→ Work required:
Take the material below and output exactly the run of lines from the one containing "written like (0,265)." down to the one containing "written like (143,374).", with both included.

→ Exercise materials:
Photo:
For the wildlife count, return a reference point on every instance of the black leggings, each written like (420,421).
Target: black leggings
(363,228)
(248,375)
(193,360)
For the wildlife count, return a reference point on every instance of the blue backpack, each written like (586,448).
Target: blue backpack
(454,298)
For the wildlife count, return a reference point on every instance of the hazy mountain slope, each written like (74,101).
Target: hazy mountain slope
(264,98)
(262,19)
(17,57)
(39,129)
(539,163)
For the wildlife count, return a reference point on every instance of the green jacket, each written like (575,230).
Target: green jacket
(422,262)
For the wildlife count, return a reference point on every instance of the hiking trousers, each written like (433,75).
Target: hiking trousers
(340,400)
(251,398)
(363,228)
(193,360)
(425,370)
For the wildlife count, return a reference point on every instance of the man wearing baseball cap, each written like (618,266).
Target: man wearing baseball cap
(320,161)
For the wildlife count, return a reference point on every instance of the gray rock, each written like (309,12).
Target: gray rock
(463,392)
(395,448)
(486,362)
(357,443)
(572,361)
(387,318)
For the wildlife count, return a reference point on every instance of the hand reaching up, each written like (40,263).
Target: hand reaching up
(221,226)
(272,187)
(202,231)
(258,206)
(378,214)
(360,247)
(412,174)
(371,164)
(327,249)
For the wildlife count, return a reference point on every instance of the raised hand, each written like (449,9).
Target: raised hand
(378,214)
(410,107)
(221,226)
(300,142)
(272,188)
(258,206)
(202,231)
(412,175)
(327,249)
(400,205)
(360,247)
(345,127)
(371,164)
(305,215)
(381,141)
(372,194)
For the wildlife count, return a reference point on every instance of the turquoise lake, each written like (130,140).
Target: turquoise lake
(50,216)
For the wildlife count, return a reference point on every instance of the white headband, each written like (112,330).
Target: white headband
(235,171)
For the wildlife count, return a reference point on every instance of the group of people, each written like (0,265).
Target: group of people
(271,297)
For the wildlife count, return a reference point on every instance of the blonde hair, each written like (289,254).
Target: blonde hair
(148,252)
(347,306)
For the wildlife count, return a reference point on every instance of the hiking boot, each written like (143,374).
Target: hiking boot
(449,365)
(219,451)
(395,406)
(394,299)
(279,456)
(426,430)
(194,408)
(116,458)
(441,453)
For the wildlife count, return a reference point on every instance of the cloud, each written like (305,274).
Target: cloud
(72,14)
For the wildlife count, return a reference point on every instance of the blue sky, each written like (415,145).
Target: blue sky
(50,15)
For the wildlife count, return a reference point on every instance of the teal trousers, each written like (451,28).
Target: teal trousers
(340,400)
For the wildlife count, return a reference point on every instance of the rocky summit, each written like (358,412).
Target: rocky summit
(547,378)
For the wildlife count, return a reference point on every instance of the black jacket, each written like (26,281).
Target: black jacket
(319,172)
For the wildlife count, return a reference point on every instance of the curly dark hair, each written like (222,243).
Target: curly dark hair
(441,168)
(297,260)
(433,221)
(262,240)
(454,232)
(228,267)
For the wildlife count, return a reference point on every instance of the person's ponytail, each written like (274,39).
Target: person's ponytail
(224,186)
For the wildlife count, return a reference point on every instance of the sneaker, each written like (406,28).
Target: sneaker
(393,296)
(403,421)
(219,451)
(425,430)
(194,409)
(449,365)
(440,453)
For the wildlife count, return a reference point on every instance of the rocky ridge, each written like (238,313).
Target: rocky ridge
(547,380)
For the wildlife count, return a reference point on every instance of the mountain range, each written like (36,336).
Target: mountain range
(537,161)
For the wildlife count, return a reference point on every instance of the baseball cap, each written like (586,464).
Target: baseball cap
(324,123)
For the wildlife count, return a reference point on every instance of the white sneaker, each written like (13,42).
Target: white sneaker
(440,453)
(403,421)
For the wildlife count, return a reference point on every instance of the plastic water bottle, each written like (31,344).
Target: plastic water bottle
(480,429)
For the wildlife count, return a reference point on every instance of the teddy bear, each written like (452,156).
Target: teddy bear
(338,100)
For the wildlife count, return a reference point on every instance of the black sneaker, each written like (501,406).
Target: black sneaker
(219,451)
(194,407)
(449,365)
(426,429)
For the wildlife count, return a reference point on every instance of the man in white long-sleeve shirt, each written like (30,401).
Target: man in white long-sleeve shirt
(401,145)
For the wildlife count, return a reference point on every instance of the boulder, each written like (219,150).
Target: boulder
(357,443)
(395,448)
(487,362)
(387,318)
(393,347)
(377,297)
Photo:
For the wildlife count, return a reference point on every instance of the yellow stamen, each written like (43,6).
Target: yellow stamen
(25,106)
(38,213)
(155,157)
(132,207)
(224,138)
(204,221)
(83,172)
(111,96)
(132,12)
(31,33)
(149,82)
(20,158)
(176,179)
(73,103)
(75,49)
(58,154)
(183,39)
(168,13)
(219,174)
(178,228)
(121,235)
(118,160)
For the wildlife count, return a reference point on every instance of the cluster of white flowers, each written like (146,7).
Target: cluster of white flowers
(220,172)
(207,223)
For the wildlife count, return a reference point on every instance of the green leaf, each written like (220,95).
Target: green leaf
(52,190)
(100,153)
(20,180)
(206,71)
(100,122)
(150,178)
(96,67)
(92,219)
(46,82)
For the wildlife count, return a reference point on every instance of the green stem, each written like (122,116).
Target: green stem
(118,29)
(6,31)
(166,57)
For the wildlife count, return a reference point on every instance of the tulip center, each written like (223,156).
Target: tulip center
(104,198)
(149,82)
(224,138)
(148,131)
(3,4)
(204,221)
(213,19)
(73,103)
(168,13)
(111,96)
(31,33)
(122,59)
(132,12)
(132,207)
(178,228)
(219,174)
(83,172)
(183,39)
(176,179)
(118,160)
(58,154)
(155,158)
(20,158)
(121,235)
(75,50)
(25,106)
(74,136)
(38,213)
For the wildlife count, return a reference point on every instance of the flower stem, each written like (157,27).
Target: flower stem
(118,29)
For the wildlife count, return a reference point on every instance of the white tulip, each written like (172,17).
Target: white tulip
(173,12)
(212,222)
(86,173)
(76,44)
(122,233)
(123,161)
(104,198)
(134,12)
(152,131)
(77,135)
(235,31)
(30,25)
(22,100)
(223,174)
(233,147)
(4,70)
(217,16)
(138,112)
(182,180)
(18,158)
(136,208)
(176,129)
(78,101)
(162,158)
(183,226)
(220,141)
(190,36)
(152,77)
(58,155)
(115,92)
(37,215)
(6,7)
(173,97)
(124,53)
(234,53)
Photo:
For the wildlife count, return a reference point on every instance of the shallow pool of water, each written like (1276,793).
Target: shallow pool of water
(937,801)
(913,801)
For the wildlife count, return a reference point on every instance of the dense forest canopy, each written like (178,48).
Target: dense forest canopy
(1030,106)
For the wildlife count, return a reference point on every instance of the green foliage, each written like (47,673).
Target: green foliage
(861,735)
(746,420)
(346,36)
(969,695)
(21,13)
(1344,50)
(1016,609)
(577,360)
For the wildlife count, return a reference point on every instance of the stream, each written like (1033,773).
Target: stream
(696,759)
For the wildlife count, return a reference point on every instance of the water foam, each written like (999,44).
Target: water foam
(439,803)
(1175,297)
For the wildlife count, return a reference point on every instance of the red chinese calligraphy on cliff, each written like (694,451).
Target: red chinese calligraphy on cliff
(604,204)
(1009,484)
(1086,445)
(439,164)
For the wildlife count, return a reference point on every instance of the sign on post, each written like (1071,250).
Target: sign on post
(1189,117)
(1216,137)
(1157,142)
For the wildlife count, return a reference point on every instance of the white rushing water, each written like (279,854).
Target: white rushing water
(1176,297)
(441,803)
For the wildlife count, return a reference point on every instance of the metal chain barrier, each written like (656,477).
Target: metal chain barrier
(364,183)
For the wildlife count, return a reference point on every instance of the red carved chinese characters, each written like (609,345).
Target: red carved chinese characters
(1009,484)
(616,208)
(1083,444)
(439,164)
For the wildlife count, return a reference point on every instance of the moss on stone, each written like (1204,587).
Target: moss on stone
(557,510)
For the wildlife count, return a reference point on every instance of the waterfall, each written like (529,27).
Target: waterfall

→ Answer to the problem:
For the wildlife count, return a reference point on every instance of the group of people, each written like (0,265).
Target: group of people
(271,297)
For the wildlife count, return a reference point on every instance of the blonde hair, each written like (289,254).
Target: blonde hair
(148,252)
(347,306)
For the wildlife count, return a reference point on every instance of the hiking boot, each written like (143,374).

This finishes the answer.